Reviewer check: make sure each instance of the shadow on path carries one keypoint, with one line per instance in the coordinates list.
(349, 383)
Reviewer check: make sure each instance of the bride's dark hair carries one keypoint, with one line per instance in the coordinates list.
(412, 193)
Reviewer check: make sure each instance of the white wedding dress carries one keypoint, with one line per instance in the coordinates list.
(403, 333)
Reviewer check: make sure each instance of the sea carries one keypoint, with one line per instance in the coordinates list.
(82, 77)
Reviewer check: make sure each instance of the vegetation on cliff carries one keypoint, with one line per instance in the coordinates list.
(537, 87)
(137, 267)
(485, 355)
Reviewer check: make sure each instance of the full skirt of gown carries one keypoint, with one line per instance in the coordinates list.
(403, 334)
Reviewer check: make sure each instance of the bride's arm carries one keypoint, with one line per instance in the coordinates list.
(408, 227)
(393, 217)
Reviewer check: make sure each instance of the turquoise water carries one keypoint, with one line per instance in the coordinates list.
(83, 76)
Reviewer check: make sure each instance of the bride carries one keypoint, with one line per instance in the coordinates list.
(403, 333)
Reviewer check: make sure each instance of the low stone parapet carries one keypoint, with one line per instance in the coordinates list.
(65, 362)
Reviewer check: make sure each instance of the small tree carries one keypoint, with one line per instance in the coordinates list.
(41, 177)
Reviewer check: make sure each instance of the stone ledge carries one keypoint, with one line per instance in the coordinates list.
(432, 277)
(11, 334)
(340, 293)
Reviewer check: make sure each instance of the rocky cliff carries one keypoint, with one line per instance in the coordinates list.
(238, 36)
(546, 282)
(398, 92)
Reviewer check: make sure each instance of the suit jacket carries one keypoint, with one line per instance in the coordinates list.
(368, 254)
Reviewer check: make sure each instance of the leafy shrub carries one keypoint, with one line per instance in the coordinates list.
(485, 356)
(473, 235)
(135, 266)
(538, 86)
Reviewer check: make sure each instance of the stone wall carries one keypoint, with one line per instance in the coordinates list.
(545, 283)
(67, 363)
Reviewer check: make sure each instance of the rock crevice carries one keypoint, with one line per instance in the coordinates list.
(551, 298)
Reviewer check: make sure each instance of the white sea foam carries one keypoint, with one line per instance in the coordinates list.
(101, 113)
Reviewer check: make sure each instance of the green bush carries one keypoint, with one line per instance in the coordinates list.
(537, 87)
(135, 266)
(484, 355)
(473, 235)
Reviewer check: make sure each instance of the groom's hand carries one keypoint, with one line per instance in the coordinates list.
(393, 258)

....

# Exercise prompt:
Everything from the line with "Reviewer check: make sure each instance of the white sea" down to the final line above is to be retyped exactly. Leave the earlier lines out.

# Solved problem:
Reviewer check: make sure each instance of the white sea foam carries one keypoint, with one line per instance in the coordinates list.
(101, 113)
Reviewer check: make sure each instance of the green bush carries one keypoint, with one line per instance in the coordinates list.
(537, 87)
(135, 266)
(484, 355)
(473, 235)
Reviewer check: make sure each instance of the groom's hand carries one keypoint, with one line per instance in the coordinates list.
(393, 258)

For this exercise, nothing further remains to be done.